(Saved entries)
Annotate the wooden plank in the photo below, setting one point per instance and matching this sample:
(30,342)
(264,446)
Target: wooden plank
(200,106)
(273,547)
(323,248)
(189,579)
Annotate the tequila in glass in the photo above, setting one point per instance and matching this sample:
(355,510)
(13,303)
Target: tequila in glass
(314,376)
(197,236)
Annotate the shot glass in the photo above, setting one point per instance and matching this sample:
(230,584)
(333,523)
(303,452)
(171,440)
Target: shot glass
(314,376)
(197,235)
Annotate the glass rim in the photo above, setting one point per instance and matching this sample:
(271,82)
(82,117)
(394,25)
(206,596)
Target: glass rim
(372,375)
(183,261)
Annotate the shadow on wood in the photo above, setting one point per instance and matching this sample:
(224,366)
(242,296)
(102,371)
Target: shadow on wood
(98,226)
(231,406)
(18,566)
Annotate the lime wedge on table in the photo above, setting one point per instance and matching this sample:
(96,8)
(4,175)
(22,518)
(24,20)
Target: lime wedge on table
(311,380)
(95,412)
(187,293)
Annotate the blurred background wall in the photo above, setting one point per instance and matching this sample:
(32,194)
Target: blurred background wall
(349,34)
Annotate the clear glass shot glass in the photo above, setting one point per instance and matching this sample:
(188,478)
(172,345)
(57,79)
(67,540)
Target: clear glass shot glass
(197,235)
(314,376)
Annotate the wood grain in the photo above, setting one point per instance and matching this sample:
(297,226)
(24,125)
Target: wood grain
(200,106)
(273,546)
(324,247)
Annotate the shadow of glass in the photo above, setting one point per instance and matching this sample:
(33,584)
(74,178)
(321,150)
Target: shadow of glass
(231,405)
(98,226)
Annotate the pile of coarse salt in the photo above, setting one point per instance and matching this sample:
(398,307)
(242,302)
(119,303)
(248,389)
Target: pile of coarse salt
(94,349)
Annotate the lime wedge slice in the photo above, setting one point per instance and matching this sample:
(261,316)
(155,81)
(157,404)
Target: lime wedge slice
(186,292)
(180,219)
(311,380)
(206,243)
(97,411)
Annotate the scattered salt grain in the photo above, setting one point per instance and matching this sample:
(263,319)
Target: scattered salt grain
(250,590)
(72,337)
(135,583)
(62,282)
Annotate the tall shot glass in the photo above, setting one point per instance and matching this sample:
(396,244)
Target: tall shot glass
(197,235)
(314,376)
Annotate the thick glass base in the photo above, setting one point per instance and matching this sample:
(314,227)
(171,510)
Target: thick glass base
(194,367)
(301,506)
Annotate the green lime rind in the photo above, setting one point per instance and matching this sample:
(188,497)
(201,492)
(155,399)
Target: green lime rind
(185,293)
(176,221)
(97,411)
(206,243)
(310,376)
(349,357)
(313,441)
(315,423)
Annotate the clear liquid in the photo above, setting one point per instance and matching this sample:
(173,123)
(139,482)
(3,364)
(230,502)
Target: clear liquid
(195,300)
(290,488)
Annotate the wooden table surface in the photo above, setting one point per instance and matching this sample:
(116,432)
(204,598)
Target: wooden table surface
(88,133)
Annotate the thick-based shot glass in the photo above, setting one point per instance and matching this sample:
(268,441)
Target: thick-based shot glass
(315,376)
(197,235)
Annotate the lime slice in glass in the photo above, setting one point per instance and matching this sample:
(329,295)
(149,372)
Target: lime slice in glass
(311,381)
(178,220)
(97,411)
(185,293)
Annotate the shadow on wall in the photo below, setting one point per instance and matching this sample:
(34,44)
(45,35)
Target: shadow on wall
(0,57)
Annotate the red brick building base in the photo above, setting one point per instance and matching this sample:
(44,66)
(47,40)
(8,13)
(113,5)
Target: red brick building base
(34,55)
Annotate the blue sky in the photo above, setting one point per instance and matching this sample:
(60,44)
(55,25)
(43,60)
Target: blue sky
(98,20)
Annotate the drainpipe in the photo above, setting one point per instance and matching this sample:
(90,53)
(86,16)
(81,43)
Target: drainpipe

### Set exercise
Repeat word for word every line from the one that holds "Annotate the thick-based" to the end. Both ends count.

### Right answer
Annotate the thick-based shot glass in the photo above, setting one point per instance and matching this sample:
(268,441)
Target: thick-based shot glass
(315,376)
(197,235)
Annotate the lime slice in glass in the photo above, setting one point per instance and matching this sample:
(329,295)
(149,372)
Target: lime slice in glass
(311,381)
(178,220)
(97,411)
(185,293)
Annotate the shadow on wall in the photo below, setting one point per instance and matching this sample:
(34,44)
(45,35)
Target: shadow on wall
(0,57)
Annotate the red brick building base in the photo above, setting one point per instance and matching this sample:
(44,66)
(47,40)
(8,13)
(113,5)
Target: red brick building base
(34,55)
Annotate the blue sky in the photo above, setting one point per instance and matching this sample:
(60,44)
(55,25)
(43,60)
Target: blue sky
(98,20)
Annotate the drainpipe in the photo above, setting one point per instance and matching this sample:
(90,53)
(86,16)
(81,43)
Target: drainpipe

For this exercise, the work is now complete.